• _Passage to read_:

# # # # # # #

SAIC has an immediate need for a Senior Systems Administrator to support the NASA Langley Information Technology Enhanced Services II (LITES II) contract at NASA's Langley Research Center in Hampton, VA. The LITES II provides for IT support services in the areas of science and engineering applications, some center infrastructure applications, data center support, business management applications support, and IT project management support. As a member of the LITES II team, this Senior Systems Administrator will manage and support Linux server infrastructure, desktops, laboratory, and scientific equipment supporting the Langley research mission.
- Ensure the day-to-day operation and ongoing support of LITES II Servers and Systems including event, fault, and performance management systems.
- Develop solutions to monitor, notify, and correct anomalies/alarms.
- Design the environment, hardware specifications, and software layers to provide for a reliable, scalable, secure and highly available Linux Systems Environment.
- Find gaps in the Linux Environment and use analytical skills and knowledge of database methodologies to problem solve and provide solutions.

# # # # # # #

• _What needs to be done_:
How would you translate the sentence "Develop solutions to monitor, notify, and correct anomalies/alarms." from the job posting into Spanish?

(Dataset excerpt)
# # # # # # #

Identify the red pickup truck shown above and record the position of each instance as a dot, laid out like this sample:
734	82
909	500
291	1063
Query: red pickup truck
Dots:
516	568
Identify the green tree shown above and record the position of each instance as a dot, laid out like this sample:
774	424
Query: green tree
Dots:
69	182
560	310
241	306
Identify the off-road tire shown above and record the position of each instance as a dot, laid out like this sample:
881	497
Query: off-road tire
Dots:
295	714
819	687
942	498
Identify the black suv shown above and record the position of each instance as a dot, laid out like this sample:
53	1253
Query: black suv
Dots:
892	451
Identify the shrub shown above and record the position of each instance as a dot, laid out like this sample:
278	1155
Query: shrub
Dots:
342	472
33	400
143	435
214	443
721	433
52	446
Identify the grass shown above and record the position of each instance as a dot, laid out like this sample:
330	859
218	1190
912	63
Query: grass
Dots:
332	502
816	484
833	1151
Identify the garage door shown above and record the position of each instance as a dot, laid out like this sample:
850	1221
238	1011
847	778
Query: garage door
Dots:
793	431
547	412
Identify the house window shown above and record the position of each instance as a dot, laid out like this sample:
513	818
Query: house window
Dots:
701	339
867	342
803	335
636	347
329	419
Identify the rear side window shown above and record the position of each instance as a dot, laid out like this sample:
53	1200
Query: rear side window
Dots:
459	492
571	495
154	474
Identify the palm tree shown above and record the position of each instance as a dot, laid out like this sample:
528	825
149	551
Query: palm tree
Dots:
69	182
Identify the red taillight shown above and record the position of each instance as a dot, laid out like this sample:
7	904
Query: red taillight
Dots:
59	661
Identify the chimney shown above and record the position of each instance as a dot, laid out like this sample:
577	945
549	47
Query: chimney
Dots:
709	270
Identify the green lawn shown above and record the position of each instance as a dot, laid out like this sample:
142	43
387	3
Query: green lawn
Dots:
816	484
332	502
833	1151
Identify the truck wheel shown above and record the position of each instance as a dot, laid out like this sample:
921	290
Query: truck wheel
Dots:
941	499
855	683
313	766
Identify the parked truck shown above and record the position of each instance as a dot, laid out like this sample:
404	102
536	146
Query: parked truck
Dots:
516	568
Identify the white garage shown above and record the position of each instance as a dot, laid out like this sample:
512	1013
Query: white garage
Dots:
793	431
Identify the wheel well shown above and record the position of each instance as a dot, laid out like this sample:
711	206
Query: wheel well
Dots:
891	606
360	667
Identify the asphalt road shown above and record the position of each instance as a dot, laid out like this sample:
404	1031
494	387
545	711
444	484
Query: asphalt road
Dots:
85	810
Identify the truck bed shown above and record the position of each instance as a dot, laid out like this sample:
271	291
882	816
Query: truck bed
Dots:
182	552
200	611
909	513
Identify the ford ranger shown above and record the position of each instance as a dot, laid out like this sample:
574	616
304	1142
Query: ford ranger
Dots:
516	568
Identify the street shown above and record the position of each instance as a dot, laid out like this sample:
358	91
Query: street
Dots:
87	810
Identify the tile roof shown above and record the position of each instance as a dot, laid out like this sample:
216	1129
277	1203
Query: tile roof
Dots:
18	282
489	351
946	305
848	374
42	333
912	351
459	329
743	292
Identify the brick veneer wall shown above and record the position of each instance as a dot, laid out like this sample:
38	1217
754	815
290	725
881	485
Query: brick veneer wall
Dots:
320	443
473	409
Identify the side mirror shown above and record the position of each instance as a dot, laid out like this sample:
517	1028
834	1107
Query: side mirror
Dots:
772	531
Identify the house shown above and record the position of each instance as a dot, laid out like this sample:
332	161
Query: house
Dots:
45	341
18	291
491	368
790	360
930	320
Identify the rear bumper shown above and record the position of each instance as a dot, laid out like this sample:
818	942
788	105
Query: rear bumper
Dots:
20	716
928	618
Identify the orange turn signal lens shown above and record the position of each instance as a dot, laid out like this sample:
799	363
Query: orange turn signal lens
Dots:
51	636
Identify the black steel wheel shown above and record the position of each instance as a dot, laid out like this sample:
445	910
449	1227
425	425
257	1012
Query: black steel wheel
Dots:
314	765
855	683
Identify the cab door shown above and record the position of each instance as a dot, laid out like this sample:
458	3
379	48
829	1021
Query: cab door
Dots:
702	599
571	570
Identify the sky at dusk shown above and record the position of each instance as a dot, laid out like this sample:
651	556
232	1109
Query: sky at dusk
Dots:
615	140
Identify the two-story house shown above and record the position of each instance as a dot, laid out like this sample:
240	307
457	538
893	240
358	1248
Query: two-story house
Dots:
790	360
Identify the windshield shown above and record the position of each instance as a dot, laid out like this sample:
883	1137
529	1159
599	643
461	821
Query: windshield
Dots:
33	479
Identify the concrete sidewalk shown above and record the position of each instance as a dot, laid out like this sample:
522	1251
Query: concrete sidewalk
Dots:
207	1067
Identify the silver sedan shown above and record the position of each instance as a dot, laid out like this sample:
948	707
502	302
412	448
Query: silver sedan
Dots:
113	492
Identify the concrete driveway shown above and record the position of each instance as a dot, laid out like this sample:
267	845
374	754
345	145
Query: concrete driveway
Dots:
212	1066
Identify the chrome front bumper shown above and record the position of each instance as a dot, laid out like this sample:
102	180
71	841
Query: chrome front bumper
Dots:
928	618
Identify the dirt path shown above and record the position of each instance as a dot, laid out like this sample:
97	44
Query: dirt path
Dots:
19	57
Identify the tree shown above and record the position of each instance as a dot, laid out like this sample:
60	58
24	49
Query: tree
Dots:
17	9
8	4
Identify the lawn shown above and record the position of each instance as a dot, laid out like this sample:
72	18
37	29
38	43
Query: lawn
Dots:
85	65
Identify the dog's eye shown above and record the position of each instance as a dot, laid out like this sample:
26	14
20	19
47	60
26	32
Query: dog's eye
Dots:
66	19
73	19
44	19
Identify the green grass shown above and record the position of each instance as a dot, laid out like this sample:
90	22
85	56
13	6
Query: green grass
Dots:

# # # # # # #

• _Solution for this task_:
Desarrollar soluciones para monitorear, notificar y corregir anomalías/alarmas.